* EXTRACT PROVIDED:
----
The host interface circuit 210 is connected to the host device through a controller bus and communicates with the host device. The host interface circuit 210 transfers a command and data received from the host device respectively to the processor 230 and to the buffer memory 240. In addition, the host interface circuit 210 transfers data in the buffer memory 240 to the host device in response to a command of the processor 230.

The NAND interface circuit 250 is connected to the NAND flash memory 100 through a NAND bus and communicates with the NAND flash memory 100. The NAND interface circuit 250 transfers a command received from the processor 230 to the NAND flash memory 100 and, when performing writing, transfers data written into the buffer memory 240 to the NAND flash memory 100. Furthermore, when performing reading, the NAND interface circuit 250 transfers data read from the NAND flash memory 100 to the buffer memory 240.

The processor 230 controls operation of the entire controller 200. For example, the processor 230, when receiving a write command from the host device, outputs the write command to the NAND flash memory 100 in response thereto. The same applies to also reading and erasing. In addition, the processor 230 performs various processes such as wear leveling to manage the NAND flash memory 100. Furthermore, the processor 230 performs various calculations. For example, the processor 230 encrypts or randomizes data.

The ECC circuit 260 performs data error checking and correcting (ECC).

The internal memory 220 is a semiconductor memory such as a DRAM and is used as a work area of the processor 230. The internal memory 220 stores firmware, various management tables, and the like to manage the NAND flash memory 100.

1. 1. 2 Entire Configuration of Semiconductor Memory Device

Next, an entire configuration of the semiconductor memory device will be described with reference to FIG. 2. As illustrated in FIG. 2, the NAND flash memory 100 schematically includes a core portion 110 and a peripheral circuit portion 120.

The core portion 110 includes a memory cell array 111, a row decoder 112, a sense amplifier 113, a source line driver 114, and a well driver 115.
----
* PROVIDED MATERIAL:

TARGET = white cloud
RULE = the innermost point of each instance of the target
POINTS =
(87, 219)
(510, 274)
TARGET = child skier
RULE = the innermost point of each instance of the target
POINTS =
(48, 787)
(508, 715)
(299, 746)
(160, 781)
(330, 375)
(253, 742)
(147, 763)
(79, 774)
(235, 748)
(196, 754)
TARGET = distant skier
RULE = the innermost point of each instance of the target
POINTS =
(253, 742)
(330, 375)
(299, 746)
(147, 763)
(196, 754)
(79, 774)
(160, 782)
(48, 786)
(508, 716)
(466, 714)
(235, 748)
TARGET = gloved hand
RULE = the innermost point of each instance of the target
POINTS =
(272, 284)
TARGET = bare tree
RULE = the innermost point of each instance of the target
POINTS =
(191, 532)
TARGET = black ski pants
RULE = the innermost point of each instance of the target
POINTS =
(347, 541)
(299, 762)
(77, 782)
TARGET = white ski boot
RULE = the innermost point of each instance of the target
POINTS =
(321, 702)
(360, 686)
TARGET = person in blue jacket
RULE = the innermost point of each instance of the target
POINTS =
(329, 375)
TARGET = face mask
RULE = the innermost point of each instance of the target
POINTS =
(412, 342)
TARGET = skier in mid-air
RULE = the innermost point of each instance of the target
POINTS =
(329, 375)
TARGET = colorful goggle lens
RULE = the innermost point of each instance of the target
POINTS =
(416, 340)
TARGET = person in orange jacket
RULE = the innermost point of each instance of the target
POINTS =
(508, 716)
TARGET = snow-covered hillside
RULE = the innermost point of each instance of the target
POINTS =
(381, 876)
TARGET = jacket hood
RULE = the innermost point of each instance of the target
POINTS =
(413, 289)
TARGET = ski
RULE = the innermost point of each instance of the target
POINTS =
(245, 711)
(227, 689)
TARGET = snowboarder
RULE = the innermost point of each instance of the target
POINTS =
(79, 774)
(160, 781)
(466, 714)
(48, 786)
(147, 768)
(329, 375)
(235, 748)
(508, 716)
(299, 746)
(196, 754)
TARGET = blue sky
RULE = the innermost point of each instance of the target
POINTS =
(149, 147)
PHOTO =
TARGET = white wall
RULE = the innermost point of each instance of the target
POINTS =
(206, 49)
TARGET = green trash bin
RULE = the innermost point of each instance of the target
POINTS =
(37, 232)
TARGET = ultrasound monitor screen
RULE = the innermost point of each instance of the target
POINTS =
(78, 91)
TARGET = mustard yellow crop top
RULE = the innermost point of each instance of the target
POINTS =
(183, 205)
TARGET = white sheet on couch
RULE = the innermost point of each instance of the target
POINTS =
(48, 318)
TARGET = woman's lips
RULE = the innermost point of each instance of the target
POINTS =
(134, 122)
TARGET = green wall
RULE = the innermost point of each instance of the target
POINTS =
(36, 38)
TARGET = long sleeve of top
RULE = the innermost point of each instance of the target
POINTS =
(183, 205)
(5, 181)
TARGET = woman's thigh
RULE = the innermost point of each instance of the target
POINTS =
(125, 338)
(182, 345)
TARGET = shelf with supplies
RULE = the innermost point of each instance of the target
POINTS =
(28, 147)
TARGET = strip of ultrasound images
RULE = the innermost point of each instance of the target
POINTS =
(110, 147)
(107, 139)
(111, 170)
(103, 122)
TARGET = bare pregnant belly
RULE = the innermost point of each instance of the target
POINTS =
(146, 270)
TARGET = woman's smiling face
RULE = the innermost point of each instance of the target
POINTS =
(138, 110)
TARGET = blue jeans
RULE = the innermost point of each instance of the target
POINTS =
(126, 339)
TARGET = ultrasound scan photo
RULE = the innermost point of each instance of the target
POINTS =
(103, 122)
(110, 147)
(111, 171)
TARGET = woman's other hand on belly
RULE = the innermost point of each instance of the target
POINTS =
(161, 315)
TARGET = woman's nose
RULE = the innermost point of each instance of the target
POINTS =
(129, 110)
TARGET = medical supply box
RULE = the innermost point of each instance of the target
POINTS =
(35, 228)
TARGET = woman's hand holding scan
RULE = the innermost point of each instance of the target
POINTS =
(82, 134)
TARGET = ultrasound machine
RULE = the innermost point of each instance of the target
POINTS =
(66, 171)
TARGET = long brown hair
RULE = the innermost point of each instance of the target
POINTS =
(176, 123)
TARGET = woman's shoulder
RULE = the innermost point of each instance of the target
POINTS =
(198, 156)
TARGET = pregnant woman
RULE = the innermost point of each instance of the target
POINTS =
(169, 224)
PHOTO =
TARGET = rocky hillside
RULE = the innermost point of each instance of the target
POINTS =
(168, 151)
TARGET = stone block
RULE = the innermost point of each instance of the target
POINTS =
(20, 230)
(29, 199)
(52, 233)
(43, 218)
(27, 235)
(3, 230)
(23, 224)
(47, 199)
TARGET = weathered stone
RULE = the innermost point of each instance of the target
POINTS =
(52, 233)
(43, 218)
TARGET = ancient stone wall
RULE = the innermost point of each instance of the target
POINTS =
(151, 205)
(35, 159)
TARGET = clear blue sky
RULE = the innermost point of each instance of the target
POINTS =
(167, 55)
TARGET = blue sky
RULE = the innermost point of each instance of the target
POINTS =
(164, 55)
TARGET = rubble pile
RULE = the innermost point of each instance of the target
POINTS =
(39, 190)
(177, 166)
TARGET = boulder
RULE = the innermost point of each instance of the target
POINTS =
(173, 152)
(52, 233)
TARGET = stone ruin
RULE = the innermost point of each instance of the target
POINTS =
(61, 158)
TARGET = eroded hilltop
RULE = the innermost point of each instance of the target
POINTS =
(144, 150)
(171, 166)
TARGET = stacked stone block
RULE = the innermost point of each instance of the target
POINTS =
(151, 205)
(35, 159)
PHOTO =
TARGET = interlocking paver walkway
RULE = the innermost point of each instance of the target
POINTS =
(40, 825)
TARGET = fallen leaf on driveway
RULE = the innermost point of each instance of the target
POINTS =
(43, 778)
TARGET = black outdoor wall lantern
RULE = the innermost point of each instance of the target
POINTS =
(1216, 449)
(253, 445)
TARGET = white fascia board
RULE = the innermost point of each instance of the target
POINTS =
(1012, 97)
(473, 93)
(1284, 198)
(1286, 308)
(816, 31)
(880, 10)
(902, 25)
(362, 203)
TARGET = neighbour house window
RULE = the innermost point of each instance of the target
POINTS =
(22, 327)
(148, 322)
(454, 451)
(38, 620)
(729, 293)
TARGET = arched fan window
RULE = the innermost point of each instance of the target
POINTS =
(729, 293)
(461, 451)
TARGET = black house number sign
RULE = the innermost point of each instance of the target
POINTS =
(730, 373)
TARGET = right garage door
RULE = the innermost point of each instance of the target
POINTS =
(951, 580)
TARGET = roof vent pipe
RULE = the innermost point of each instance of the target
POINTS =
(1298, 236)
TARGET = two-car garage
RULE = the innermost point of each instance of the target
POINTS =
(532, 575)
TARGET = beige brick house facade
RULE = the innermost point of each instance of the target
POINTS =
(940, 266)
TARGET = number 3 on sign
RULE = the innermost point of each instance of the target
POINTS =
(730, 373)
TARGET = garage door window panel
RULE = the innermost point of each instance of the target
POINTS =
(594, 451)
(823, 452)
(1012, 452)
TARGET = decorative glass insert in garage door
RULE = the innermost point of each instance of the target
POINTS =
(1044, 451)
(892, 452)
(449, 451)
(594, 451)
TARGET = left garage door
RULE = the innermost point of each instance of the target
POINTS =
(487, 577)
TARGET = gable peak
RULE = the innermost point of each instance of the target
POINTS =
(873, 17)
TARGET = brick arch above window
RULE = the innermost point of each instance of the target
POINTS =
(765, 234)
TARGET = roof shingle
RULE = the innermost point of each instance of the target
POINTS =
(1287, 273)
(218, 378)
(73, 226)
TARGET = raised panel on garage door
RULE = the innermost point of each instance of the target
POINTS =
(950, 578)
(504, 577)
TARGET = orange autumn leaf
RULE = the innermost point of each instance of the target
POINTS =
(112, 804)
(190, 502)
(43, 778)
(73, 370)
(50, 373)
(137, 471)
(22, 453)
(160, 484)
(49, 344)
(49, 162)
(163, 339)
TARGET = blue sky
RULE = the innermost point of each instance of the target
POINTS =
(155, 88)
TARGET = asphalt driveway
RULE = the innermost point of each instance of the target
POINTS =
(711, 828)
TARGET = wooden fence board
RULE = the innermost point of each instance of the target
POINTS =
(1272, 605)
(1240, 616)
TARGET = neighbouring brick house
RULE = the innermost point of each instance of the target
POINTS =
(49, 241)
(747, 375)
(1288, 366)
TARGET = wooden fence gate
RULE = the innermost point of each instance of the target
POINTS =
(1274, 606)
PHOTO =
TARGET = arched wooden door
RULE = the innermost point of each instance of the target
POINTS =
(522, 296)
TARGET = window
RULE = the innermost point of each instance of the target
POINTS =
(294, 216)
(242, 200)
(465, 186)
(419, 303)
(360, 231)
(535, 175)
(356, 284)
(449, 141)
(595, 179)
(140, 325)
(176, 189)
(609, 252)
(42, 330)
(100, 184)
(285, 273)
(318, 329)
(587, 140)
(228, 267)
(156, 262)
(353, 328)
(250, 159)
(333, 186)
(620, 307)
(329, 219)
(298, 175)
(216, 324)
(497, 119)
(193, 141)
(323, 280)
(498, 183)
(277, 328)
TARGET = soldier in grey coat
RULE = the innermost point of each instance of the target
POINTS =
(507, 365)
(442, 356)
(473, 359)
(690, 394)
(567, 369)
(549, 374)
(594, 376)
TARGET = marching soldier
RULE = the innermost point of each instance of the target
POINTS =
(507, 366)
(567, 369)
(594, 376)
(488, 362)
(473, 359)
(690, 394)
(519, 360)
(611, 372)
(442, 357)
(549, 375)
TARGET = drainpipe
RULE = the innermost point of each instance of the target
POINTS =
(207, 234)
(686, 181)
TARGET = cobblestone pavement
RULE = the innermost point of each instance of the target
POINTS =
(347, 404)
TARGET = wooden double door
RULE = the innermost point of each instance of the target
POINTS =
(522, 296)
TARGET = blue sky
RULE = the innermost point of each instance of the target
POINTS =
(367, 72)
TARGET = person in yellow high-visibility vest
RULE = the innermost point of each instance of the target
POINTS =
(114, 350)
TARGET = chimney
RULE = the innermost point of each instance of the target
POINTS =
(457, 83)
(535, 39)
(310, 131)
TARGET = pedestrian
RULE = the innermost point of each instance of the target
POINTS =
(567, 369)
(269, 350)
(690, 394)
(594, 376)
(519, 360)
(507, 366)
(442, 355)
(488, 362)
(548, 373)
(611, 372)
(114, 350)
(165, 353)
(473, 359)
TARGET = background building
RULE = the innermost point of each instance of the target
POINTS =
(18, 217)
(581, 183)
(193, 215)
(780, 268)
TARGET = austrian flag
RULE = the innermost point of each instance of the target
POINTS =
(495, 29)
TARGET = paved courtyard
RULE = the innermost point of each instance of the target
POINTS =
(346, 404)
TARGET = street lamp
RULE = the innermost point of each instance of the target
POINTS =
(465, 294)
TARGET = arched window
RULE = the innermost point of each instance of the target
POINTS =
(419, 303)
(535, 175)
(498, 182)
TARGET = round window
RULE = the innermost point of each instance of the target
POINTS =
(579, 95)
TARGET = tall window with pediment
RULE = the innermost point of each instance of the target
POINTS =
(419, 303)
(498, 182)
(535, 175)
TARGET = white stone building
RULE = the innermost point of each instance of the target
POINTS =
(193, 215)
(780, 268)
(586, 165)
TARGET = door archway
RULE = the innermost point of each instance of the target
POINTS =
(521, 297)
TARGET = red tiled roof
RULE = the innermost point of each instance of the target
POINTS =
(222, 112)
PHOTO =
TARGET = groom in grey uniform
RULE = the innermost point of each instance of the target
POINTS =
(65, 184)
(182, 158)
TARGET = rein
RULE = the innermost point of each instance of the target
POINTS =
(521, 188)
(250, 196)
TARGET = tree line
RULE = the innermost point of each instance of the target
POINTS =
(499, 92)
----
* GOALS:
**A)** Reproduce the flash memory text between "The NAND interface circuit 250 is" and "100 to the buffer memory 240.", inclusive.
**B)** Extend the NAND flash memory description past its final sentence.

* EXPECTED ANSWERS:
**A)**
The NAND interface circuit 250 is connected to the NAND flash memory 100 through a NAND bus and communicates with the NAND flash memory 100. The NAND interface circuit 250 transfers a command received from the processor 230 to the NAND flash memory 100 and, when performing writing, transfers data written into the buffer memory 240 to the NAND flash memory 100. Furthermore, when performing reading, the NAND interface circuit 250 transfers data read from the NAND flash memory 100 to the buffer memory 240.

**B)**
The memory cell array 111 includes multiple blocks BLK (BLK0, BLK1, . . . ), each including a set of multiple nonvolatile memory cell transistors. In one embodiment, data in one block BLK is erased at the same time.

Each block BLK includes multiple NAND strings 116, each of which is a serial connection of memory cell transistors. Each NAND string 116, for example, includes 16 memory cell transistors MT (MT0 to MT15) and select transistors ST1 and ST2. Each memory cell transistor MT includes a control gate and a charge storage layer and stores data in a nonvolatile manner. Each memory cell transistor MT may be an MONOS type in which an insulating film is used as the charge storage layer or may be an FG type in which a conductive film is used as the charge storage layer. Furthermore, the number of memory cell transistors MT is not limited to 16. The number may be, for example, 8, 32, 64, or 128 and is not limited to a particular number.

The memory cell transistors MT0 to MT15 have current paths that are connected in series. A drain of the memory cell transistor MT0 at one end of this serial connection is connected to a source of the select transistor ST1, and a source of the memory cell transistor MT15 at the other end thereof is connected to a drain of the select transistor ST2.

Gates of the select transistors ST1 in one block BLK are connected in common to one select gate line SGD. In the example of FIG. 2, gates of the select transistors ST1 in the block BLK0 are connected in common to a select gate line SGD0, and gates of the select transistors ST1 in the block BLK1, not illustrated, are connected in common to a select gate line SGD1. Similarly, gates of the select transistors ST2 in one block BLK are connected in common to one select gate line SGS.

The control gates of the memory cell transistors MT of each NAND string 116 in the block BLK are respectively and in common connected to different word lines WL0 to WL15.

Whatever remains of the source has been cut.